━━ Study material ━━

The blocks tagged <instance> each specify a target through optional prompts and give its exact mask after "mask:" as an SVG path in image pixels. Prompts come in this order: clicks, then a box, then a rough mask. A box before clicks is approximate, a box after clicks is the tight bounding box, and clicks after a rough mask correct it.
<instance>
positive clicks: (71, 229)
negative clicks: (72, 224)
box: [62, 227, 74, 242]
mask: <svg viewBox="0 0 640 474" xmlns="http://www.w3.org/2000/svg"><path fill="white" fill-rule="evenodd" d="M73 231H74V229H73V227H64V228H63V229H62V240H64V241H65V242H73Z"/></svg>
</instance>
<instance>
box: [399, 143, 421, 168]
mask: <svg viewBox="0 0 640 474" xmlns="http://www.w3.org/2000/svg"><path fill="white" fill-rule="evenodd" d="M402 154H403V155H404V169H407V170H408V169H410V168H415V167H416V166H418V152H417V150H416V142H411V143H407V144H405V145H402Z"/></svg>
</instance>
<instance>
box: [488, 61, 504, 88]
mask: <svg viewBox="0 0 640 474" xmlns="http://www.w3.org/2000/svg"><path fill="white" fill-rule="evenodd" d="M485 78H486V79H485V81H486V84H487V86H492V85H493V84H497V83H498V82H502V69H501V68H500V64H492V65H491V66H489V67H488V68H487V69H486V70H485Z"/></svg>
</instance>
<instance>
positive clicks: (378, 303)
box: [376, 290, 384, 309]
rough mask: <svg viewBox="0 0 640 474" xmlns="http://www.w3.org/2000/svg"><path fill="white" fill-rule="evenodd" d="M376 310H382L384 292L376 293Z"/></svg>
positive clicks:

━━━

» Directions for this task: Each record above needs to be written out exactly, with nothing left out.

» Task solution:
The blocks tagged <instance> each specify a target through optional prompts and give its exact mask after "mask:" as an SVG path in image pixels. Prompts come in this order: clicks, then a box, then a rough mask. A box before clicks is approximate, a box after clicks is the tight bounding box, and clicks after a rough mask correct it.
<instance>
positive clicks: (71, 229)
negative clicks: (72, 224)
box: [62, 227, 74, 242]
mask: <svg viewBox="0 0 640 474" xmlns="http://www.w3.org/2000/svg"><path fill="white" fill-rule="evenodd" d="M73 231H74V229H73V227H64V228H63V229H62V240H64V241H65V242H73Z"/></svg>
</instance>
<instance>
box: [399, 143, 421, 168]
mask: <svg viewBox="0 0 640 474" xmlns="http://www.w3.org/2000/svg"><path fill="white" fill-rule="evenodd" d="M402 154H403V155H404V169H407V170H408V169H410V168H415V167H416V166H418V152H417V150H416V142H411V143H407V144H405V145H402Z"/></svg>
</instance>
<instance>
box: [488, 61, 504, 88]
mask: <svg viewBox="0 0 640 474" xmlns="http://www.w3.org/2000/svg"><path fill="white" fill-rule="evenodd" d="M485 78H486V79H485V81H486V84H487V86H492V85H493V84H497V83H498V82H502V69H501V68H500V64H492V65H491V66H489V67H488V68H487V69H486V70H485Z"/></svg>
</instance>
<instance>
positive clicks: (378, 303)
box: [376, 290, 384, 309]
rough mask: <svg viewBox="0 0 640 474" xmlns="http://www.w3.org/2000/svg"><path fill="white" fill-rule="evenodd" d="M376 310H382L384 292L376 293Z"/></svg>
positive clicks:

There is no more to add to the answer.